_GOAL OF THE EXERCISE_
What is needed here is an exact copy of every entry.

A block of data:

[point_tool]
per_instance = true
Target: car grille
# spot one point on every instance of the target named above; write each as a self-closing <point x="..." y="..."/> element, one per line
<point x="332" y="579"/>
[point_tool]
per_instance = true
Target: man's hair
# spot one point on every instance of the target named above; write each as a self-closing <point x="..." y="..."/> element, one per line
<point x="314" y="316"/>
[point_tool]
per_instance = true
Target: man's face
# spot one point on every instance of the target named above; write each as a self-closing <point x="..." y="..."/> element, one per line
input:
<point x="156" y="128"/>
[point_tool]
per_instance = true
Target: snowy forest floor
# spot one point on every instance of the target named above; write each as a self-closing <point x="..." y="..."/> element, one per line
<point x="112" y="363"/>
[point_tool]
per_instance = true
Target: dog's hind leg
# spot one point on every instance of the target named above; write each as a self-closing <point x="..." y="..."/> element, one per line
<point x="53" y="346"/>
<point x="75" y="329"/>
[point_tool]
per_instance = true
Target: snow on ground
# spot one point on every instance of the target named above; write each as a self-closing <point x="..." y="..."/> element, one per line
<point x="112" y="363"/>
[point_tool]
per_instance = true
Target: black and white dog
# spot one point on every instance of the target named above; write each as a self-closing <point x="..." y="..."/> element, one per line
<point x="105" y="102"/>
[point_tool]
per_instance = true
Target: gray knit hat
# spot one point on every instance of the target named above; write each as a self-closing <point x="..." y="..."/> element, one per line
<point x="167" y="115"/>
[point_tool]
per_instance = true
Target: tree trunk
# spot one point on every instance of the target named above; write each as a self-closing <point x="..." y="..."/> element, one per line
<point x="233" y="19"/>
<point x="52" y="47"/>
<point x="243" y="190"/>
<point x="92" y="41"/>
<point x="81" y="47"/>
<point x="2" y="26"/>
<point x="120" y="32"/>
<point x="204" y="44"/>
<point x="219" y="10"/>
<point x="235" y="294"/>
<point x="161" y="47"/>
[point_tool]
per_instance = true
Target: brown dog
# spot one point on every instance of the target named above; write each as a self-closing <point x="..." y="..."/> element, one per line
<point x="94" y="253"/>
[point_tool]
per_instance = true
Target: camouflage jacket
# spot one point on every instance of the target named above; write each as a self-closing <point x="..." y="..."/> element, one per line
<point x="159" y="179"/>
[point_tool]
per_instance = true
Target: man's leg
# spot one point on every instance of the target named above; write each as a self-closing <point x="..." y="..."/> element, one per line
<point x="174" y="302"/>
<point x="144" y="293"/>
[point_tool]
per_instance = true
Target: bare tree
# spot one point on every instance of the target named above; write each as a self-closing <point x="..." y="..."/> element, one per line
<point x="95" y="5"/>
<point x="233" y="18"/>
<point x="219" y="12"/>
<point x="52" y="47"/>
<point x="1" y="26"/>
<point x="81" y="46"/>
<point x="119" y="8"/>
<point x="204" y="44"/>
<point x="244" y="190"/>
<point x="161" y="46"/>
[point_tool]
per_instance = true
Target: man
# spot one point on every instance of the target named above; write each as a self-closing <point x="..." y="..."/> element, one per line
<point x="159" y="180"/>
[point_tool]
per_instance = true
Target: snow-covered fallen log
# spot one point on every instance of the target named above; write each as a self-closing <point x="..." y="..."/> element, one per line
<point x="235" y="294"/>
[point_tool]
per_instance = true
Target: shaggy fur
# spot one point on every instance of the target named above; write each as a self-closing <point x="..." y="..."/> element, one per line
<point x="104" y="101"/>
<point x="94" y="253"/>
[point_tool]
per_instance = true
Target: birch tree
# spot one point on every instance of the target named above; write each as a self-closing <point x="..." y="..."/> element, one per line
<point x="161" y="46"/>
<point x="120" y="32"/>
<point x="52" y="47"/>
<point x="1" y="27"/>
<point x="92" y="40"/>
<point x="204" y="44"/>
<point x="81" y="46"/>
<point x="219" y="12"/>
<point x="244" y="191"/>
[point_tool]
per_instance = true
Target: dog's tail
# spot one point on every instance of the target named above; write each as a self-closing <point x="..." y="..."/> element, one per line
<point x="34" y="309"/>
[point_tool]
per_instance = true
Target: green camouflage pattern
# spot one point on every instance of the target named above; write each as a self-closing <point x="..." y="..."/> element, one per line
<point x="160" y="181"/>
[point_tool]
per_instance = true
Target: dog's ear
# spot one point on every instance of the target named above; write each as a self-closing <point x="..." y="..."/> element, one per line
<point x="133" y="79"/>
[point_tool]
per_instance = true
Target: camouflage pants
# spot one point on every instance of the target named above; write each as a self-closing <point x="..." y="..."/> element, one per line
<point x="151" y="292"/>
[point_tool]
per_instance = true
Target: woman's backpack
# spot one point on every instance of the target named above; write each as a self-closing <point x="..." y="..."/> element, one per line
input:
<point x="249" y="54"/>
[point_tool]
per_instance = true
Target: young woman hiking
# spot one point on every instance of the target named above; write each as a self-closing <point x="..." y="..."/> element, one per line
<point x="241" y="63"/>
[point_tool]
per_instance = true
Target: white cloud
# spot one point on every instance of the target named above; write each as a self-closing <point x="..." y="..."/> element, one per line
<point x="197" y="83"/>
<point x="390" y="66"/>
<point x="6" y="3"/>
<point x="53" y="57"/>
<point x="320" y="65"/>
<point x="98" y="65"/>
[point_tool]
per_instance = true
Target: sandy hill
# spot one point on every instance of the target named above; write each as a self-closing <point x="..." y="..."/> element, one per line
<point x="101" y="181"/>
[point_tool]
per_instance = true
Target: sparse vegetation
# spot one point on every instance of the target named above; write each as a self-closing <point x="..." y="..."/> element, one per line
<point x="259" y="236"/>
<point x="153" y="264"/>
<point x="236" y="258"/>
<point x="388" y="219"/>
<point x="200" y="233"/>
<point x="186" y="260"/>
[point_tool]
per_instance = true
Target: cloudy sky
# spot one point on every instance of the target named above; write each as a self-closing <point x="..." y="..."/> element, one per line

_SOLUTION FOR THIS TASK_
[point_tool]
per_instance = true
Target: car grille
# spot one point on every instance of the target named above; write each as a self-closing <point x="..." y="..."/> element, one per line
<point x="332" y="579"/>
[point_tool]
per_instance = true
Target: man's hair
# spot one point on every instance of the target named above; write each as a self-closing <point x="..." y="..."/> element, one per line
<point x="314" y="316"/>
[point_tool]
per_instance = true
Target: man's face
# spot one point on every instance of the target named above; write each as a self-closing <point x="..." y="..."/> element, one per line
input:
<point x="156" y="128"/>
[point_tool]
per_instance = true
Target: snowy forest floor
# spot one point on every instance of the target named above; write each as a self-closing <point x="..." y="..."/> element, one per line
<point x="112" y="363"/>
[point_tool]
per_instance = true
Target: dog's hind leg
# spot one point on every instance of the target named above; write each as a self-closing <point x="..." y="..."/> element, one per line
<point x="53" y="346"/>
<point x="75" y="329"/>
[point_tool]
per_instance = true
Target: snow on ground
# spot one point on every instance of the target named above; write each as a self-closing <point x="..." y="..."/> element, one per line
<point x="112" y="363"/>
[point_tool]
per_instance = true
Target: black and white dog
# spot one point on every instance of the target named above; write each as a self-closing <point x="..." y="..."/> element, one per line
<point x="105" y="102"/>
[point_tool]
per_instance = true
Target: gray knit hat
# spot one point on every instance of the target named above; write each as a self-closing <point x="..." y="..."/> element, one per line
<point x="167" y="115"/>
[point_tool]
per_instance = true
Target: tree trunk
# spot one point on every instance of the target named above; write each as a self-closing <point x="..." y="..."/> element, one per line
<point x="233" y="19"/>
<point x="52" y="47"/>
<point x="243" y="190"/>
<point x="92" y="41"/>
<point x="81" y="47"/>
<point x="2" y="26"/>
<point x="120" y="32"/>
<point x="204" y="44"/>
<point x="219" y="10"/>
<point x="235" y="294"/>
<point x="161" y="47"/>
[point_tool]
per_instance = true
Target: brown dog
# spot one point on every instance of the target named above; write each as a self-closing <point x="..." y="..."/> element, one per line
<point x="94" y="253"/>
[point_tool]
per_instance = true
Target: camouflage jacket
# spot one point on every instance of the target named above; write each as a self-closing <point x="..." y="..."/> element, one per line
<point x="159" y="179"/>
[point_tool]
per_instance = true
Target: man's leg
# spot one point on every instance of the target named above; write each as a self-closing <point x="..." y="..."/> element, one per line
<point x="174" y="302"/>
<point x="144" y="293"/>
[point_tool]
per_instance = true
Target: bare tree
# spot one point on every instance of the target named above; write each as a self-closing <point x="..." y="..."/> element, one per line
<point x="95" y="5"/>
<point x="233" y="18"/>
<point x="219" y="12"/>
<point x="52" y="47"/>
<point x="1" y="26"/>
<point x="81" y="46"/>
<point x="119" y="8"/>
<point x="204" y="44"/>
<point x="244" y="190"/>
<point x="161" y="46"/>
[point_tool]
per_instance = true
Target: man
# spot one point on every instance of the target named above; write each as a self-closing <point x="..." y="..."/> element, one per line
<point x="159" y="180"/>
[point_tool]
per_instance = true
Target: snow-covered fallen log
# spot one point on every instance of the target named above; write each as a self-closing <point x="..." y="..."/> element, one per line
<point x="235" y="294"/>
[point_tool]
per_instance = true
Target: shaggy fur
# spot one point on every instance of the target named above; write each as a self-closing <point x="..." y="..."/> element, one per line
<point x="104" y="101"/>
<point x="94" y="253"/>
[point_tool]
per_instance = true
Target: birch tree
# spot one point on every instance of the target named above; write each as a self-closing <point x="..." y="..."/> element, one per line
<point x="161" y="46"/>
<point x="120" y="32"/>
<point x="52" y="47"/>
<point x="1" y="27"/>
<point x="92" y="40"/>
<point x="204" y="44"/>
<point x="81" y="46"/>
<point x="219" y="12"/>
<point x="244" y="191"/>
[point_tool]
per_instance = true
Target: dog's tail
# spot one point on every instance of the target named above; write each as a self-closing <point x="..." y="..."/> element, one per line
<point x="34" y="309"/>
[point_tool]
per_instance = true
Target: green camouflage pattern
# spot one point on every instance of the target named above; write each as a self-closing <point x="..." y="..."/> element, one per line
<point x="160" y="181"/>
[point_tool]
per_instance = true
Target: dog's ear
# spot one point on every instance of the target named above; write each as a self-closing <point x="..." y="..."/> element, one per line
<point x="133" y="79"/>
[point_tool]
per_instance = true
Target: camouflage pants
# spot one point on every instance of the target named above; write each as a self-closing <point x="..." y="..."/> element, one per line
<point x="151" y="292"/>
[point_tool]
per_instance = true
Target: woman's backpack
# spot one point on every instance of the target named above; write each as a self-closing <point x="..." y="..."/> element, one per line
input:
<point x="249" y="54"/>
[point_tool]
per_instance = true
Target: young woman hiking
# spot one point on every instance of the target named above; write each as a self-closing <point x="..." y="..."/> element, one per line
<point x="241" y="63"/>
[point_tool]
per_instance = true
Target: white cloud
# spot one point on every instance of the target named above; write each as a self-closing <point x="..." y="..."/> element, one per line
<point x="197" y="83"/>
<point x="390" y="66"/>
<point x="6" y="3"/>
<point x="53" y="57"/>
<point x="320" y="65"/>
<point x="98" y="65"/>
[point_tool]
per_instance = true
Target: sandy hill
# spot one point on every instance of the target named above; write each as a self-closing <point x="..." y="..."/> element, one per line
<point x="101" y="181"/>
[point_tool]
per_instance = true
Target: sparse vegetation
# spot one point on every instance of the target named above; write each as a self-closing <point x="..." y="..."/> element, one per line
<point x="259" y="236"/>
<point x="153" y="264"/>
<point x="236" y="258"/>
<point x="388" y="219"/>
<point x="200" y="233"/>
<point x="186" y="260"/>
[point_tool]
per_instance = true
Target: cloudy sky
# spot one point on every instance of the target named above; write each as a self-closing <point x="..." y="..."/> element, one per line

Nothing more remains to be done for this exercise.